** Start **

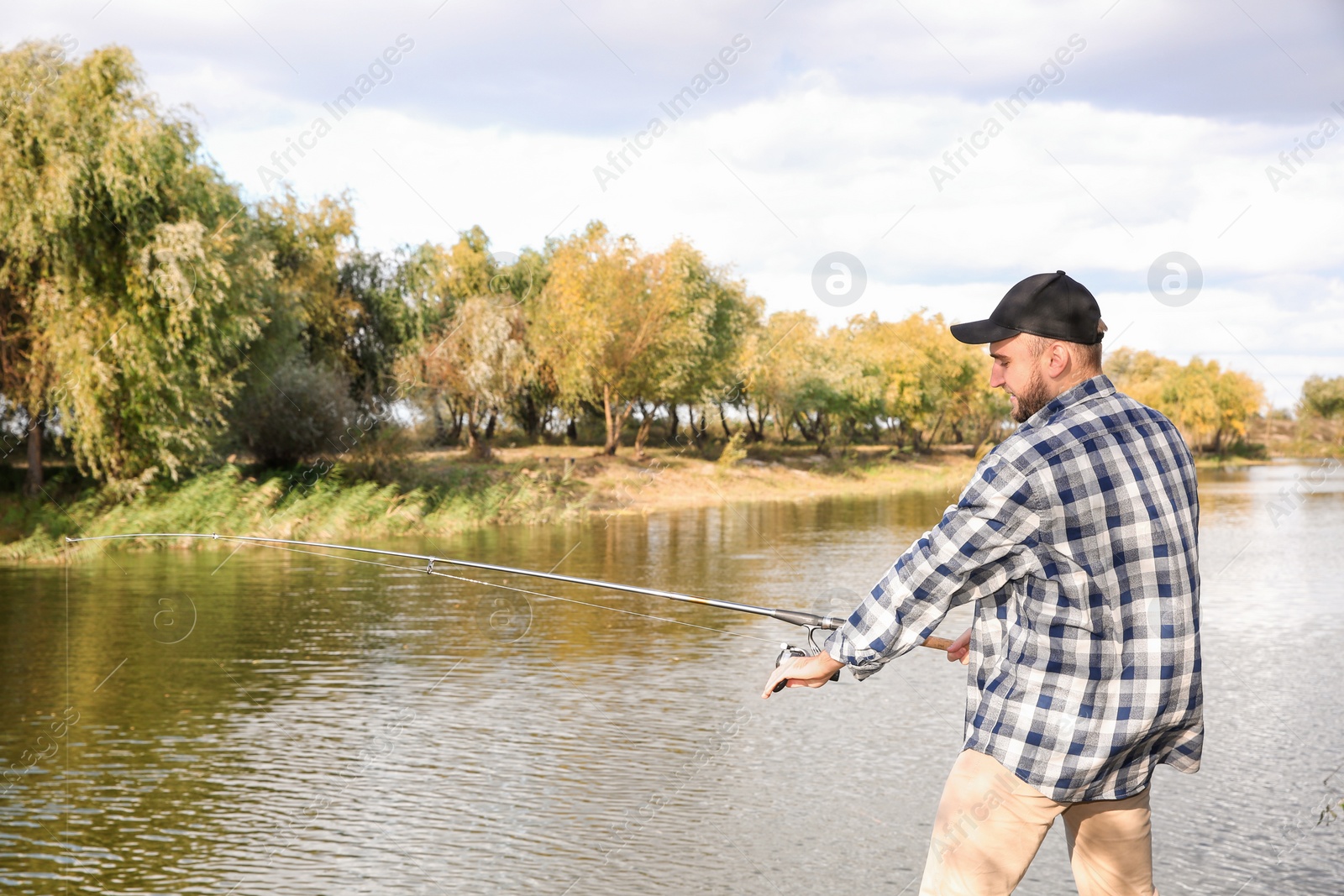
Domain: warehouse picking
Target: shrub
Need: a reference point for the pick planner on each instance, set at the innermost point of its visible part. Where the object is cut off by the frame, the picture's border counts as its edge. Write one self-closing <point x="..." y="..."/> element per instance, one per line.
<point x="295" y="414"/>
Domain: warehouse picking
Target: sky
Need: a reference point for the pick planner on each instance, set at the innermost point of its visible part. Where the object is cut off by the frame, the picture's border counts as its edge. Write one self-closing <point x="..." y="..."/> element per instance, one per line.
<point x="1183" y="160"/>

** End **

→ **Required work**
Swap "pick planner" for "grasp planner" throughout the lines above, changing nothing else, and give them again without the pictures.

→ **Solution for this problem**
Domain: warehouse picking
Target: shrub
Need: a reference point for the grasp planner on each instance, set at the innermost point of its visible part. Where the object is cut off by the frame, the picture's border counts as its edge. Write one self-closing <point x="..." y="..."/> element per instance, one per line.
<point x="295" y="414"/>
Domain: warehouse picking
Target: sky
Need: a reference point for the grasp planner on each instance, set at the innermost point of its visible part. Where the object is cut off by the frame, the picture's border counts as its edge. Write one self-closing <point x="..." y="..."/> element per instance, one per line.
<point x="1183" y="160"/>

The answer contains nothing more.